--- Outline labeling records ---
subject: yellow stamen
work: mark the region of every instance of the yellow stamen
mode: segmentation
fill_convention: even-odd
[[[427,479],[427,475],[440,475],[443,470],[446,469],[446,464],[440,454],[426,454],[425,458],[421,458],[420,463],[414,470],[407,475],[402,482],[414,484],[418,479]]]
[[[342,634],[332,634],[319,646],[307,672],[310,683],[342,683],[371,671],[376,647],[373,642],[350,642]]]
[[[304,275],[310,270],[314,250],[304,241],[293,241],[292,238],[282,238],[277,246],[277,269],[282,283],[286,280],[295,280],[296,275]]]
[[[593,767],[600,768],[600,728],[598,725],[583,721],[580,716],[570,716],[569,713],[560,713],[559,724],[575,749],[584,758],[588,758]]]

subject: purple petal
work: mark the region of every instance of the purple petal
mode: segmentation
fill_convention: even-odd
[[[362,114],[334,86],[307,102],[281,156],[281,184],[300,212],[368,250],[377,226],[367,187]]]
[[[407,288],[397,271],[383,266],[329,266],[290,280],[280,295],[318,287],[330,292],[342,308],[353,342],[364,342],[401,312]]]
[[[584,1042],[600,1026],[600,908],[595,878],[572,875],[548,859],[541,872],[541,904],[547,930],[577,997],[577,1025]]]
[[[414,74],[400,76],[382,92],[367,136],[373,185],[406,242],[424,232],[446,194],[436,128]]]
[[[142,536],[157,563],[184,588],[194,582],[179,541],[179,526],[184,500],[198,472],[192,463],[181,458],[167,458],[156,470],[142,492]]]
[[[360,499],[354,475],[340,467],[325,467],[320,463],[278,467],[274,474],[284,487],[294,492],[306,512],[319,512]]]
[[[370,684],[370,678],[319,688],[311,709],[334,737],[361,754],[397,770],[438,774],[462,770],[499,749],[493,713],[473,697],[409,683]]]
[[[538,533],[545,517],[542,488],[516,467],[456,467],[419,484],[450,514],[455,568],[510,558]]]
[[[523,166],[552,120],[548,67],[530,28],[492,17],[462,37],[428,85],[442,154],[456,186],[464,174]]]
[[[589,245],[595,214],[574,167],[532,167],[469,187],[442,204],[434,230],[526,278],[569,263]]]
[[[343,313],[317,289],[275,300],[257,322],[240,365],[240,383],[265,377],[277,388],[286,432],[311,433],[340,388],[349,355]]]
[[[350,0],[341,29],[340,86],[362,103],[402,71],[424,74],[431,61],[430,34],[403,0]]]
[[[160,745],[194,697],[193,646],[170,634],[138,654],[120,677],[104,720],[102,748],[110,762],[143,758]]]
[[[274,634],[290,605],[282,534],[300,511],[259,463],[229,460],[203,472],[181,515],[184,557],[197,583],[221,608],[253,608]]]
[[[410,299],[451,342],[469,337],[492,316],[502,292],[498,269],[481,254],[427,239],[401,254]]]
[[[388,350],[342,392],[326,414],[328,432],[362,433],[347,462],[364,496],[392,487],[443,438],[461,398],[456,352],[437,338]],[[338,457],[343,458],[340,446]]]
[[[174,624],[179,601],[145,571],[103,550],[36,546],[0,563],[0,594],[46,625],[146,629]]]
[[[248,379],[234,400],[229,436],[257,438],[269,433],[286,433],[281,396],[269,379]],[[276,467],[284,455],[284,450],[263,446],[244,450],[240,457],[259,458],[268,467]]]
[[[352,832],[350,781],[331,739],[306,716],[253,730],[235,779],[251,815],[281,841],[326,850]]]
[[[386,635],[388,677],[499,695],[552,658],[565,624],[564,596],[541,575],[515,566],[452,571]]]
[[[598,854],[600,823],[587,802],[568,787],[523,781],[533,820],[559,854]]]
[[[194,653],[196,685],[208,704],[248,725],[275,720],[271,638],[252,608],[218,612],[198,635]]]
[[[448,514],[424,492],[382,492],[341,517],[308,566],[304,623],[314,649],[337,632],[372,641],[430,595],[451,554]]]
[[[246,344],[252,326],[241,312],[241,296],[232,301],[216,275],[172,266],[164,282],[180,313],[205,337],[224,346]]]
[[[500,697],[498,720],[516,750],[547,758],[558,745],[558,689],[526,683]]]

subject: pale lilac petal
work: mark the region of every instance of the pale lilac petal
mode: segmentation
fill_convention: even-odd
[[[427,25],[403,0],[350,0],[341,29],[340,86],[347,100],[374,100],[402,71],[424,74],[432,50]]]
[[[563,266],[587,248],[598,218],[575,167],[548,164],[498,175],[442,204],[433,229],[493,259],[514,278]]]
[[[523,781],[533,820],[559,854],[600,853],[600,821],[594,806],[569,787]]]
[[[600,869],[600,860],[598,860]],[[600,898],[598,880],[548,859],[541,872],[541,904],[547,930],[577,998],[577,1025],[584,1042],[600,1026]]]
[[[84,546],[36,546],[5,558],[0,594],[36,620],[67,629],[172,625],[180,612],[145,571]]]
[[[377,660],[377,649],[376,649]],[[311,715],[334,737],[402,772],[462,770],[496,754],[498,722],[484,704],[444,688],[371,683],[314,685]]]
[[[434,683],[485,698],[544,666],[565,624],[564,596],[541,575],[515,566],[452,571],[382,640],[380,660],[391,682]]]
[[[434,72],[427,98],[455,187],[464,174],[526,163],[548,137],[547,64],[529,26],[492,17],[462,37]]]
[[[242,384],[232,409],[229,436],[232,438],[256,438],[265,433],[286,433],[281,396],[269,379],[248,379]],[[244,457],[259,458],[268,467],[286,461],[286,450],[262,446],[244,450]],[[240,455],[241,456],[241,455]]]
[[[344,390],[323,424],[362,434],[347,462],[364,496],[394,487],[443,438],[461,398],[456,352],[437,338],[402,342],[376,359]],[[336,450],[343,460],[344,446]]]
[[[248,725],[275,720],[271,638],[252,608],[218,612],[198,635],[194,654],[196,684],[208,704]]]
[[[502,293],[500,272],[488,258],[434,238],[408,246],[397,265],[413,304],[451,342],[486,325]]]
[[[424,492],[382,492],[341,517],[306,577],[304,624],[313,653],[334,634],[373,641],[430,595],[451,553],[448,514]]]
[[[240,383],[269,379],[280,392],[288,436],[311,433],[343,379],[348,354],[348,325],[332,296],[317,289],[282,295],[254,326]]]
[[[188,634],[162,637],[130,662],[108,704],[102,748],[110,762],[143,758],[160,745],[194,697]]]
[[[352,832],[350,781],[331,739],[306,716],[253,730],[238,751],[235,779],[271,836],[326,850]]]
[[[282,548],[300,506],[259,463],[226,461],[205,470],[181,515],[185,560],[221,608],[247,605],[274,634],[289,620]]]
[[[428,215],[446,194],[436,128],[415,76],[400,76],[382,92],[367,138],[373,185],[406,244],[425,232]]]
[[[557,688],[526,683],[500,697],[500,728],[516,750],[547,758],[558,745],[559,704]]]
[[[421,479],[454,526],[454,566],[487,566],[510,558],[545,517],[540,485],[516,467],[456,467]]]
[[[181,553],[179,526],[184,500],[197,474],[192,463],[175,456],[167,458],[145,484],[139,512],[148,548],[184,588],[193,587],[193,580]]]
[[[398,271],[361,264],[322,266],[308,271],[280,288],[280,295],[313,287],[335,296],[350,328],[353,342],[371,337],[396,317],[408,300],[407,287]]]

--- Task objective ---
Identify each row above that contains the word "instance" and copy every such row in full. Case counts.

--- Written answer ---
work: mark the region of every instance of the yellow stamen
work: mark the region of every instance of the purple petal
work: mark the region of every instance of the pale lilac petal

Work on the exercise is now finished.